Stored data:

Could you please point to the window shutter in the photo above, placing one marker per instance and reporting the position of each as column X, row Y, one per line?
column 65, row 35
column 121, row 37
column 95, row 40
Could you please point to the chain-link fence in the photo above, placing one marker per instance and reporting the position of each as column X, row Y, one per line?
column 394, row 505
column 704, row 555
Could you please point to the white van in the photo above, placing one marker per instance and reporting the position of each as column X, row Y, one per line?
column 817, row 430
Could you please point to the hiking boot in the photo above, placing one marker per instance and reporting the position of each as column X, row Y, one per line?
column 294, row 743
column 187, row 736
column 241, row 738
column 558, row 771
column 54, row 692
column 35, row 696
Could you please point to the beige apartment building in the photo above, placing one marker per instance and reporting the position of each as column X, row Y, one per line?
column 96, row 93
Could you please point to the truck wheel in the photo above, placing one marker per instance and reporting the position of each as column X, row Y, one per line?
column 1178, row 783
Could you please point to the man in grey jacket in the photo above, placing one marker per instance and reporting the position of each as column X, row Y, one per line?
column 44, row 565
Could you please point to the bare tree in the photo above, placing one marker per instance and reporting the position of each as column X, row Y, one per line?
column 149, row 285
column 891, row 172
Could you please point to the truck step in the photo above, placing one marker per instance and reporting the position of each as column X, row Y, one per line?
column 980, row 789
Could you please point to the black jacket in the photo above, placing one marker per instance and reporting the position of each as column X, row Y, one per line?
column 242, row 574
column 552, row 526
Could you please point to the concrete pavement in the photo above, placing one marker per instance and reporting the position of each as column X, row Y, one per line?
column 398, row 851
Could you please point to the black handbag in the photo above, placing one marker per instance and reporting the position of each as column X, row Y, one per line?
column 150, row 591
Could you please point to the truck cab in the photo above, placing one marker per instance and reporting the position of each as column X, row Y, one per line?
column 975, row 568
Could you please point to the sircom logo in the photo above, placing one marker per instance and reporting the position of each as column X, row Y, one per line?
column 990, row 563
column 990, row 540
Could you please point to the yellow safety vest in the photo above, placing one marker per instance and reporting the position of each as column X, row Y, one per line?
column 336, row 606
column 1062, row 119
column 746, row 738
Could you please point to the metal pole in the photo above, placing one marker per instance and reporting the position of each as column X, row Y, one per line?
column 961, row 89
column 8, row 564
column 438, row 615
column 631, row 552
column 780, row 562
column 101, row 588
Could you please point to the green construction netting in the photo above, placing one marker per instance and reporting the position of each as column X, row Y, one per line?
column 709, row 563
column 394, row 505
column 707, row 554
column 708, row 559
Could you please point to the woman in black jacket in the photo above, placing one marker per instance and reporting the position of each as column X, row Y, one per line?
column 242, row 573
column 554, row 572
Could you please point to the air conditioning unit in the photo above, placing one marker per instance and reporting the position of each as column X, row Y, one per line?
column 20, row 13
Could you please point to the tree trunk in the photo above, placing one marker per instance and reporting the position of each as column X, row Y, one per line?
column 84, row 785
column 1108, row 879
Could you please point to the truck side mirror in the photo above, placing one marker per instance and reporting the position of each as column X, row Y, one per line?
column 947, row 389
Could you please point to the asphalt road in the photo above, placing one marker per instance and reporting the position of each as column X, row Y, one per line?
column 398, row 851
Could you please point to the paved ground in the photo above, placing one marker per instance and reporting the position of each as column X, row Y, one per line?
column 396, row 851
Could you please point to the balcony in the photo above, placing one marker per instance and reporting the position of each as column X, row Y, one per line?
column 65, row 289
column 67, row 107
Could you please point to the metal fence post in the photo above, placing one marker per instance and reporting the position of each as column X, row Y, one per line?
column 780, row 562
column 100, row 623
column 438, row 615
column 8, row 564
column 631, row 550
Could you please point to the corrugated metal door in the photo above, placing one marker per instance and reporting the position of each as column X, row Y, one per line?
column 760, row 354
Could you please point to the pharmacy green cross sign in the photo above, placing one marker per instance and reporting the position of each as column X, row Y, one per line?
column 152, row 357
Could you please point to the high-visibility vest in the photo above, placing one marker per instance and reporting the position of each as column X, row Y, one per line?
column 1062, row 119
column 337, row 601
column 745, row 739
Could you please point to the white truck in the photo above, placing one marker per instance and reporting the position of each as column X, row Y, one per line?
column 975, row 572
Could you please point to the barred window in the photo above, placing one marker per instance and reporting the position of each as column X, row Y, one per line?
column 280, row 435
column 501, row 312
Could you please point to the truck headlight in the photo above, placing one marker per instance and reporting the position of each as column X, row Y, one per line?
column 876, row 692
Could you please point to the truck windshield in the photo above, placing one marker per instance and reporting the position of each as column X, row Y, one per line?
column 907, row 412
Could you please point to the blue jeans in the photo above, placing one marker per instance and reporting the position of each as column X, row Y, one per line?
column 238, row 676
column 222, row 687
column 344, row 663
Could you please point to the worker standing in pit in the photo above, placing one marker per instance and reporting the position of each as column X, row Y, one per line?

■ How to complete this task ■
Print each record again. Nothing may be left out.

■ Task solution ■
Could you please point to the window shutter in the photo above, placing one marker per instance and reporting the position of each as column X, row Y, one per line?
column 65, row 35
column 121, row 37
column 95, row 40
Could you please point to the chain-link fence in the photo above, placing one marker per instance and reporting the position of each as column X, row Y, one per line?
column 394, row 505
column 704, row 555
Could you please point to the white van in the photo above, placing one marker per instance and reporting the position of each as column X, row Y, one per line?
column 817, row 430
Could you please point to the hiking boot in the photo above, placing one marker per instance and reporting the position of each as column X, row Y, one per line?
column 294, row 743
column 187, row 736
column 241, row 738
column 558, row 771
column 54, row 692
column 35, row 696
Could you please point to the beige apartment building in the photo above, placing one marker per instance and reporting the position of each as column X, row Y, one per line?
column 96, row 93
Could you please point to the truck wheel in the photo above, placing one marker per instance and reporting the position of each as column X, row Y, one per line?
column 1178, row 783
Could you please point to the man in grey jacket in the photo above, placing one marker per instance and reporting the position of each as column X, row Y, one per line?
column 44, row 565
Could you please point to the bare tree in the photo above, placing one marker per instance and reporting the position of each as column X, row Y, one per line?
column 149, row 285
column 891, row 172
Could you please point to the truck step in the photo above, placing one marker per instance and reporting the position of each as column X, row Y, one per line?
column 980, row 789
Could you please point to the black jacket in the photo above, placing one marker per instance and reporting the position of each as column X, row Y, one per line?
column 242, row 574
column 552, row 526
Could you please point to the concrete pavement in the photo above, placing one marker per instance and reporting the position of each as column X, row Y, one per line?
column 398, row 851
Could you please point to the black handbag in the photo above, placing one marker per instance and reporting the position of each as column X, row Y, one per line?
column 150, row 591
Could you please point to the truck cab in the photo above, placing one marker per instance and reporting the position of each as column X, row Y, one per line?
column 975, row 568
Could you please point to the sircom logo in the photo above, placing one marker per instance and reporting the position of each as column X, row Y, one per line?
column 990, row 563
column 990, row 540
Could you please point to the yellow safety vest in the photo above, placing one marker per instance and reporting the position of each as column X, row Y, one per line?
column 336, row 606
column 1062, row 119
column 746, row 738
Could you please point to the metal pole in the photo above, placing one marker per instance and reporting the position of each as column X, row Y, one per line?
column 961, row 89
column 8, row 564
column 438, row 615
column 631, row 552
column 780, row 562
column 101, row 588
Could you please point to the green construction netting in the photo above, placing one marker per instance and reporting the position of each as column X, row Y, one per line?
column 709, row 563
column 394, row 505
column 707, row 554
column 708, row 559
Could you please point to the woman in black jacket in the photo above, placing one marker per instance and reporting the position of each as column X, row Y, one per line?
column 242, row 573
column 554, row 572
Could you please point to the air conditioning unit in the photo above, placing one marker per instance and reporting the position of each as column X, row Y, one per line?
column 20, row 13
Could you please point to the tree trunk in the photo above, placing one marker per instance and reporting the position of each as column X, row Y, one per line?
column 84, row 785
column 1108, row 879
Could you please point to the truck side mirror in the photo above, placing one marker per instance and reporting the position of each as column X, row Y, one per line?
column 947, row 389
Could you please point to the asphalt road in the photo above, placing one marker per instance and reporting the position of each as column X, row Y, one per line?
column 398, row 851
Could you please point to the paved ground in the photo above, placing one marker per instance and reporting the position of each as column X, row Y, one per line?
column 396, row 851
Could you please point to the balcony in the photo above, placing one marker per instance and reporting the position of each as column X, row Y, one per line?
column 65, row 289
column 67, row 107
Could you please point to the metal fence post in the photo above, placing one marker per instance and reporting the position of each as column X, row Y, one per line?
column 780, row 562
column 100, row 623
column 438, row 615
column 8, row 564
column 631, row 550
Could you please point to the corrugated metal door in the photo above, placing one marker per instance and reporting the position of each as column X, row Y, one per line?
column 760, row 354
Could you please point to the pharmacy green cross sign in the photo above, placing one marker per instance and reporting the position of each as column X, row Y, one per line?
column 152, row 357
Could you please point to the high-visibility vest in the photo above, placing one marker per instance and reporting the position of each as column X, row Y, one per line?
column 1062, row 119
column 337, row 601
column 745, row 739
Could you please point to the white truck in the photo above, placing one marker per instance and reporting the position of each as column X, row Y, one per line?
column 975, row 572
Could you please point to the barred window in the photo above, placing one marker per instance and reporting the position of each as column X, row Y, one per line?
column 280, row 435
column 501, row 312
Could you please point to the truck headlight in the photo above, placing one marker per instance and reporting the position of each as column X, row Y, one per line?
column 876, row 692
Could you please point to the truck windshield in the photo above, placing one marker per instance and reporting the position of each as column X, row Y, one per line?
column 907, row 412
Could you please point to the blue jeans in the photo above, placing one marker per instance and reporting the position of each as column X, row Y, one per line?
column 238, row 676
column 222, row 687
column 344, row 663
Could you please point to the worker standing in pit in the photo above, placing one marker per instance and reporting the position of each as column X, row Y, one per line?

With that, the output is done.